Document passage.
━━━━━━━━━━━━━━━━

[nabs-l] Social skills and blindness

justin williams justin.williams2 at gmail.com
Thu Mar 6 20:09:05 UTC 2014


I just had help from someone to drive me back to my house because I left my
power cord.  I could have called a cab to do it, but it would have cost me
another 12 to 14 dollars.  If there was no one around, then I would have
done so, but I used the best and quickest option.

-----Original Message-----
From: nabs-l [mailto:nabs-l-bounces at nfbnet.org] On Behalf Of Suzanne Germano
Sent: Thursday, March 06, 2014 1:08 PM
To: National Association of Blind Students mailing list
Subject: Re: [nabs-l] Social skills and blindness

I have enough vision to serve myself at the buffet line but I still ask
someone what each of the food items is because I cannot tell.

I don't think asking for help takes away from independence. If I can get a
ride somewhere and save myself two hours of bus I am going to do it. I know
I can do it, I have done itso I dont' feel any less independent getting a
ride form my fiance or daughter. I do think it is a waste of my time taking
4.5 hours per day to ride the bus to and from school.


On Wed, Mar 5, 2014 at 8:03 PM, justin williams
<justin.williams2 at gmail.com>wrote:

> However, just do the best you can, and enjoy yourself.
>
> -----Original Message-----
> From: nabs-l [mailto:nabs-l-bounces at nfbnet.org] On Behalf Of Loren 
> Wakefield
> Sent: Wednesday, March 05, 2014 9:55 PM
> To: 'National Association of Blind Students mailing list'; 
> jsoro620 at gmail.com
> Subject: Re: [nabs-l] Social skills and blindness
>
> To me, if I ask someone to help with the buffett, than I am still in 
> control of the situation.  That is part of independence to me.  
> Because of other health issues, I seldom carry my plate in a public 
> restaurant.
>
> I think that sometimes a le dysfunction of the wonderful federation 
> philosophy is that it makes one feel like if he or she is not a 
> superstar, than you are letting down other blind individuals.  Even 
> cDoctor Jernigan walked with someone if it was more productive to do 
> so.  Independence does not mean one is a super human.  If it does, 
> I've failed many times and probably will never achieve it.  And what 
> does it say if you determination to do absolubely everything on your 
> own, stops you from enjoying life or advancing in your career?  Doesn't
that dreffeat the purpose?
>
> Loren
>
>
>
> -----Original Message-----
> From: nabs-l [mailto:nabs-l-bounces at nfbnet.org] On Behalf Of Chris 
> Nusbaum
> Sent: Wednesday, March 05, 2014 8:01 PM
> To: jsoro620 at gmail.com; 'National Association of Blind Students 
> mailing list'
> Subject: Re: [nabs-l] Social skills and blindness
>
> Dear Listers:
>
> Joe, very well said. Regarding buffet lines, sighted people in my 
> experience often ask someone else to load their plate for them, 
> whether a staff member or another person with whom they are eating.

━━━━━━━━━━━━━━━━

Work to complete.
1. Answer these questions about the mailing-list thread on social skills and blindness:
(a) How much more would a cab have cost when the power cord was left behind?
(b) How many hours per day does the bus ride to and from school take, according to the reply from Suzanne Germano?
(c) What does the message signed Loren say is seldom done in a public restaurant because of other health issues?
2. Turn the entries, from the line with "of the brown" through the end of the entries, into a Markdown table with the columns Row and Line. Leave out blank lines and pictures.

━━━━━━━━━━━━━━━━

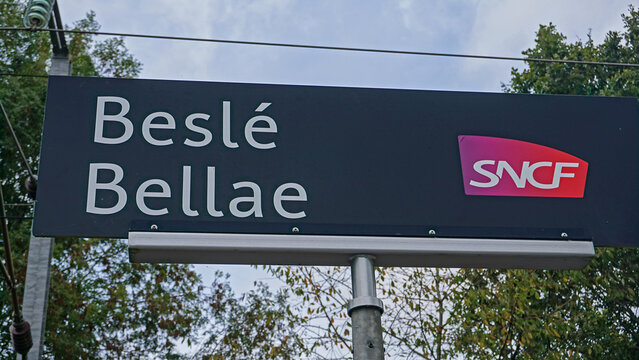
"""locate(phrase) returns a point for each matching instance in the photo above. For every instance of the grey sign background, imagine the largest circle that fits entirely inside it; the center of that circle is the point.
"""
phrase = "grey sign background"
(374, 162)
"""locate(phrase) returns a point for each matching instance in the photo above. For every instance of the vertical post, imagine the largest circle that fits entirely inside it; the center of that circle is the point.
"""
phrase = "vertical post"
(365, 311)
(36, 287)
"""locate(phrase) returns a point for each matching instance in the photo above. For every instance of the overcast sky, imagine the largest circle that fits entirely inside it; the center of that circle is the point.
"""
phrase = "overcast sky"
(485, 27)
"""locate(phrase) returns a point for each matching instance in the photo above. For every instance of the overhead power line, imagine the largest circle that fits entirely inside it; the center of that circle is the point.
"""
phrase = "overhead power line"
(325, 47)
(17, 143)
(24, 75)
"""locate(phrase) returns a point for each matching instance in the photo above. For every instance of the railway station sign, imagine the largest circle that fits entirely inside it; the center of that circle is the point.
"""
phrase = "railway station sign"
(123, 155)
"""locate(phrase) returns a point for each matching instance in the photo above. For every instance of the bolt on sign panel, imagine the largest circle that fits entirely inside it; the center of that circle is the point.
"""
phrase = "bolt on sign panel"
(120, 155)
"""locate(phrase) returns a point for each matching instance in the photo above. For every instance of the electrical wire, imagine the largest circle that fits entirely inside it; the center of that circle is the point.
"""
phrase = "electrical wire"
(24, 75)
(17, 143)
(324, 47)
(8, 270)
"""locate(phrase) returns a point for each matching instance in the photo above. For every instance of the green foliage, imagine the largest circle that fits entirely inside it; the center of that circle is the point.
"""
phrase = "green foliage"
(588, 314)
(258, 325)
(503, 314)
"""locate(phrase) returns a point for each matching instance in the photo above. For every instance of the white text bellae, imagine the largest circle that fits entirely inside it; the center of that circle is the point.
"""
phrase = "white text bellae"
(252, 205)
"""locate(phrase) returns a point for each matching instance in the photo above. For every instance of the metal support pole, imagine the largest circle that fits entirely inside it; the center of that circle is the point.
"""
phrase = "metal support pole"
(36, 289)
(365, 311)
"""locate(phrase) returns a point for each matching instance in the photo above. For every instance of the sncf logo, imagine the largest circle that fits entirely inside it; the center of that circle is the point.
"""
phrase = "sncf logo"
(503, 167)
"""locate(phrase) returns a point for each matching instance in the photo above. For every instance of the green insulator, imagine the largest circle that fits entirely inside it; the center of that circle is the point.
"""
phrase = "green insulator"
(38, 13)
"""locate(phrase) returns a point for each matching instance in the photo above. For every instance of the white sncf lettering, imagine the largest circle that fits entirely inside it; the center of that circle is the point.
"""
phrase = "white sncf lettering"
(527, 174)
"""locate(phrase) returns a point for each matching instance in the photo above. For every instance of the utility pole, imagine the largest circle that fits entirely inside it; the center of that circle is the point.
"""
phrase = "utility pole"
(365, 311)
(36, 290)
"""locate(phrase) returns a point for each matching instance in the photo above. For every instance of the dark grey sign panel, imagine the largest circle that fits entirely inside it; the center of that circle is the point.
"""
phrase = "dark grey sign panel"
(123, 155)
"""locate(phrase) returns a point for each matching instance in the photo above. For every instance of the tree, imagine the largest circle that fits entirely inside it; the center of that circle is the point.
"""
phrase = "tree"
(503, 314)
(257, 325)
(100, 305)
(588, 314)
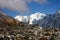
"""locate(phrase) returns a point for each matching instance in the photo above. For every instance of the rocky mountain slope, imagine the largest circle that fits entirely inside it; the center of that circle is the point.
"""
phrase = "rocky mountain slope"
(44, 20)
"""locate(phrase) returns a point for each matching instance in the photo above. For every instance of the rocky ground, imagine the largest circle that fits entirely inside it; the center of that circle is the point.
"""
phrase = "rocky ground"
(28, 32)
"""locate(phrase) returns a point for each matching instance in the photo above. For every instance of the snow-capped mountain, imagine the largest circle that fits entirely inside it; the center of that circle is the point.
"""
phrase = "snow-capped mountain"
(44, 20)
(35, 17)
(32, 19)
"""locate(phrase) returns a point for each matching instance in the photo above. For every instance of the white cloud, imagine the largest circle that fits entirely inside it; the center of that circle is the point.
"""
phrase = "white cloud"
(19, 5)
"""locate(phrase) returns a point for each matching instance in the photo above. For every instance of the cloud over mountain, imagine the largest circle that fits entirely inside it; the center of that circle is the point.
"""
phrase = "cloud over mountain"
(19, 5)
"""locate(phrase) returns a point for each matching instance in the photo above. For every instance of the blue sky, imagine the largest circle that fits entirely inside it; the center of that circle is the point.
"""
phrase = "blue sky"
(49, 8)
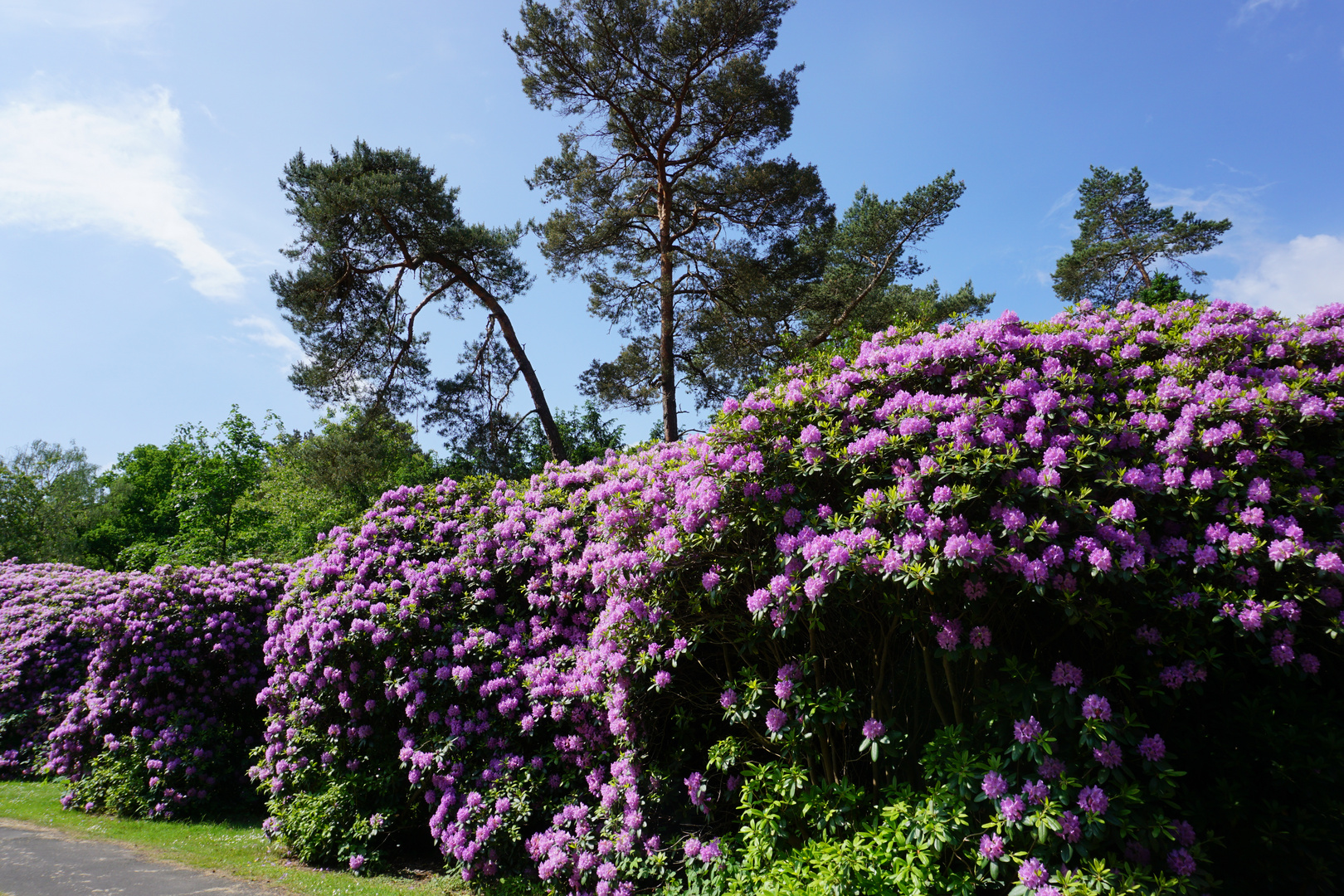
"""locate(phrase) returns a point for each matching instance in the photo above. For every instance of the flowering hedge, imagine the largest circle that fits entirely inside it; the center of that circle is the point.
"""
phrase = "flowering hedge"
(164, 723)
(1046, 605)
(43, 653)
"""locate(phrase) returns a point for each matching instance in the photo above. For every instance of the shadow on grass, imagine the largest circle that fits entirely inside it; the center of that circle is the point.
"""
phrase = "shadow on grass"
(230, 843)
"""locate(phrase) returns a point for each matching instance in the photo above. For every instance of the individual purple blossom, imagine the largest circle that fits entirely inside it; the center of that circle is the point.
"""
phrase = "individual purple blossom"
(1096, 707)
(1181, 863)
(1152, 748)
(1108, 755)
(1025, 731)
(1035, 791)
(1068, 674)
(1122, 509)
(1032, 874)
(949, 637)
(1070, 828)
(1202, 480)
(1093, 800)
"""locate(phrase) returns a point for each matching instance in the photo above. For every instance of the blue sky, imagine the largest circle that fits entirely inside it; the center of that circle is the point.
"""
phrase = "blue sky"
(141, 140)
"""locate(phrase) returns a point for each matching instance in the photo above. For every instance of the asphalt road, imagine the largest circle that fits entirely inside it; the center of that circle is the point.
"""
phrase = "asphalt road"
(35, 861)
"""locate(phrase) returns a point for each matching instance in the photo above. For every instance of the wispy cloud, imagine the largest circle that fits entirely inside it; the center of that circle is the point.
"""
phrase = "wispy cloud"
(1252, 7)
(1292, 277)
(266, 332)
(113, 168)
(1068, 199)
(101, 15)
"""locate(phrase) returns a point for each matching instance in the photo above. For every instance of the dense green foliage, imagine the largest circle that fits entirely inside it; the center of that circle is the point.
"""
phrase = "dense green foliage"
(218, 496)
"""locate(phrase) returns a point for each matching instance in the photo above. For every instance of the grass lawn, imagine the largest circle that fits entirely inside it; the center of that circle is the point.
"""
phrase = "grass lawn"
(238, 850)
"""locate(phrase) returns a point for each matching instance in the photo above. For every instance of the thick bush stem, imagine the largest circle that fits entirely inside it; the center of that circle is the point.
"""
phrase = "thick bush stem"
(933, 692)
(952, 689)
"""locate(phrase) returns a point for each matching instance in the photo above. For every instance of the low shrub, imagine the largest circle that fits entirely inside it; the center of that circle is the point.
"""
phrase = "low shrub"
(164, 723)
(43, 653)
(1042, 607)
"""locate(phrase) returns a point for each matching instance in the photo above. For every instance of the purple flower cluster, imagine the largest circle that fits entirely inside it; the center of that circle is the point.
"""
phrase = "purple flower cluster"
(43, 652)
(509, 645)
(171, 687)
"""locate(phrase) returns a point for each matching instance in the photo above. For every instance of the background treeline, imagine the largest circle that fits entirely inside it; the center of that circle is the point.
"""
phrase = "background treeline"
(244, 489)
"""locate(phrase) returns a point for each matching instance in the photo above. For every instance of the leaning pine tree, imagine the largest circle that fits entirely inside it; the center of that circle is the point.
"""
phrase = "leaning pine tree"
(1004, 607)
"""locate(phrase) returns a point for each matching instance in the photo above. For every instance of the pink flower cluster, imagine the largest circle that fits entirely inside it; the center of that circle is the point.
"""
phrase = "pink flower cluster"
(171, 684)
(43, 652)
(518, 645)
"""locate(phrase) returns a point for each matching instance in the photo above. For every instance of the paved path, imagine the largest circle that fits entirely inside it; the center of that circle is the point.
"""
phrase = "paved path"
(37, 861)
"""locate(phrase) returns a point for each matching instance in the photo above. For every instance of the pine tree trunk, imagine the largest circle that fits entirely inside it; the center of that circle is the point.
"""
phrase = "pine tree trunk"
(667, 364)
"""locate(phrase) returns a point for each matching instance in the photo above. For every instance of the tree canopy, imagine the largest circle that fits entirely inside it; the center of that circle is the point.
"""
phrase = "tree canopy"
(381, 241)
(1122, 238)
(665, 167)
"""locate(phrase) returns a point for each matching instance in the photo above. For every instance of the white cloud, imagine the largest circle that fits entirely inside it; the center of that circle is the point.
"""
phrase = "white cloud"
(268, 334)
(101, 15)
(114, 168)
(1250, 7)
(1293, 277)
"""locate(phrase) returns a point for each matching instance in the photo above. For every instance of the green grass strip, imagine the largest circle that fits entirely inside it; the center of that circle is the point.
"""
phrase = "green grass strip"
(236, 848)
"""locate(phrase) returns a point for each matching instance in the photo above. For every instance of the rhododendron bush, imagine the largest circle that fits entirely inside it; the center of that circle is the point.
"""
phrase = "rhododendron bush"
(43, 653)
(1046, 607)
(166, 718)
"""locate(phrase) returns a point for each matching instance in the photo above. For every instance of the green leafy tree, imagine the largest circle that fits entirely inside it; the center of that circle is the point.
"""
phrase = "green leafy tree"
(381, 241)
(523, 449)
(1122, 238)
(665, 168)
(183, 504)
(214, 472)
(329, 477)
(49, 501)
(139, 516)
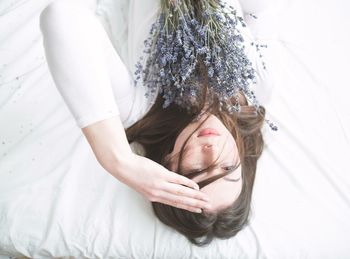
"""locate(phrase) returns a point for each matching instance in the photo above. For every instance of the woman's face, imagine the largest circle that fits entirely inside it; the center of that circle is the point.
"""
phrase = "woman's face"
(210, 143)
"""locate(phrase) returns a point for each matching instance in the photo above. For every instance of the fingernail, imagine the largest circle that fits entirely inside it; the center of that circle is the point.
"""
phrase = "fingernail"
(207, 206)
(205, 198)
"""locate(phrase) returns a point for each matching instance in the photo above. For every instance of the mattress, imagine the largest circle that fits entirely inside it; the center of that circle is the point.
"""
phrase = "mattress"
(56, 201)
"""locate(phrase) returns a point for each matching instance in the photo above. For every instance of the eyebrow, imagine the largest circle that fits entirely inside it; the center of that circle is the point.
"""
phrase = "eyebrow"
(214, 178)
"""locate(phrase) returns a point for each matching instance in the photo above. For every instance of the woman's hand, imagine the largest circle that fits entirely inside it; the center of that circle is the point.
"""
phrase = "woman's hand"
(109, 143)
(158, 184)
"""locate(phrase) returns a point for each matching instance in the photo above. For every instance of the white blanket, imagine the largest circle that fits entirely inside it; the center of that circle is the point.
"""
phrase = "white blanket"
(57, 201)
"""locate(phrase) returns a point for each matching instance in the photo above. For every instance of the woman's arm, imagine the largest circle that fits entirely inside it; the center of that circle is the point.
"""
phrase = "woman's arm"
(76, 63)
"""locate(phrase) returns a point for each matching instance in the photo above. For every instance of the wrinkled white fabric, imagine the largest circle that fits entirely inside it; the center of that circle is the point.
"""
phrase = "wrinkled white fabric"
(88, 72)
(56, 201)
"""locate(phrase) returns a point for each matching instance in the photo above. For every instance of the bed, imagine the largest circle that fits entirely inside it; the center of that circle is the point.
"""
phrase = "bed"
(56, 201)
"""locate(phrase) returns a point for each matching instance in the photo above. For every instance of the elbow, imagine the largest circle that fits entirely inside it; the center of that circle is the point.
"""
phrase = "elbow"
(55, 15)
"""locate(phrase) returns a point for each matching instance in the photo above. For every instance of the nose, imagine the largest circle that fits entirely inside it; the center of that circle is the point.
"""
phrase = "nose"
(210, 150)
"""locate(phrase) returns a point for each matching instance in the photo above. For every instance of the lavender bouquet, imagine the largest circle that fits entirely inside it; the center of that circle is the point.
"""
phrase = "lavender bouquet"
(187, 32)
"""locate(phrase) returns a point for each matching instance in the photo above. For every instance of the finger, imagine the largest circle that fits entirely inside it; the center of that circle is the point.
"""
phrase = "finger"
(179, 202)
(180, 179)
(184, 191)
(183, 202)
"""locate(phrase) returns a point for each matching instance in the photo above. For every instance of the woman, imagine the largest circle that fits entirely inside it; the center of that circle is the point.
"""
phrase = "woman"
(207, 149)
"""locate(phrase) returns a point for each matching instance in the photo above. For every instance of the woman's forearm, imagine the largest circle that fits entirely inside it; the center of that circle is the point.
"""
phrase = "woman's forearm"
(109, 143)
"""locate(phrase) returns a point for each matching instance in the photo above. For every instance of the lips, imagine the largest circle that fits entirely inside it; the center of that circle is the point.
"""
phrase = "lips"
(208, 132)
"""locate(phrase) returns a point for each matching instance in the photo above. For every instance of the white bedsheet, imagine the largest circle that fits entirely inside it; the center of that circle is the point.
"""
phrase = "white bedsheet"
(57, 201)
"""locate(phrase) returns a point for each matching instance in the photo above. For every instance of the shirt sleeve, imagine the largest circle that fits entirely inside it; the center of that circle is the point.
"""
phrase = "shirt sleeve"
(76, 62)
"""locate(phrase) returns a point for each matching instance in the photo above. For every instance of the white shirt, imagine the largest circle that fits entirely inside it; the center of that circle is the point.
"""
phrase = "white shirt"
(87, 70)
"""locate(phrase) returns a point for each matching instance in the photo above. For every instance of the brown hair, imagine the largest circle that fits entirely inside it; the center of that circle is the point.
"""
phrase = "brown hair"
(157, 132)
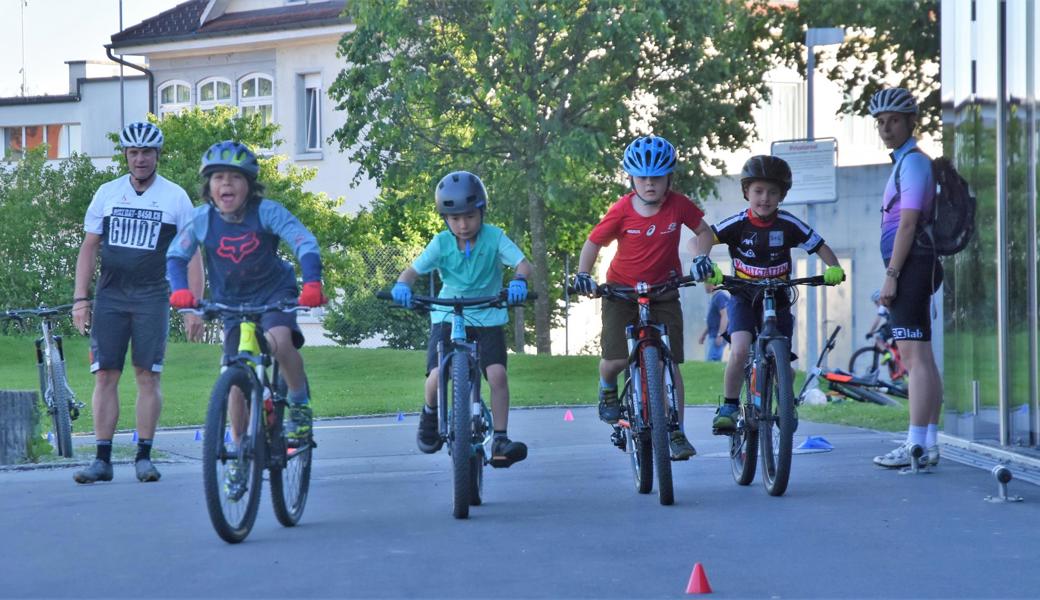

━━━━━━━━━━━━━━━━

Expected outputs.
1.
(a) 12 to 14 dollars.
(b) 4.5 hours.
(c) Carrying a plate.

2.
| Row | Line |
|---|---|
| 1 | """locate(phrase) returns a point for each matching instance in the photo above. For every instance of the brown hair, imagine the largest circle that fits entirely inside it; the center of that circle is the point. |
| 2 | """ |
| 3 | phrase = "brown hair" |
| 4 | (157, 132) |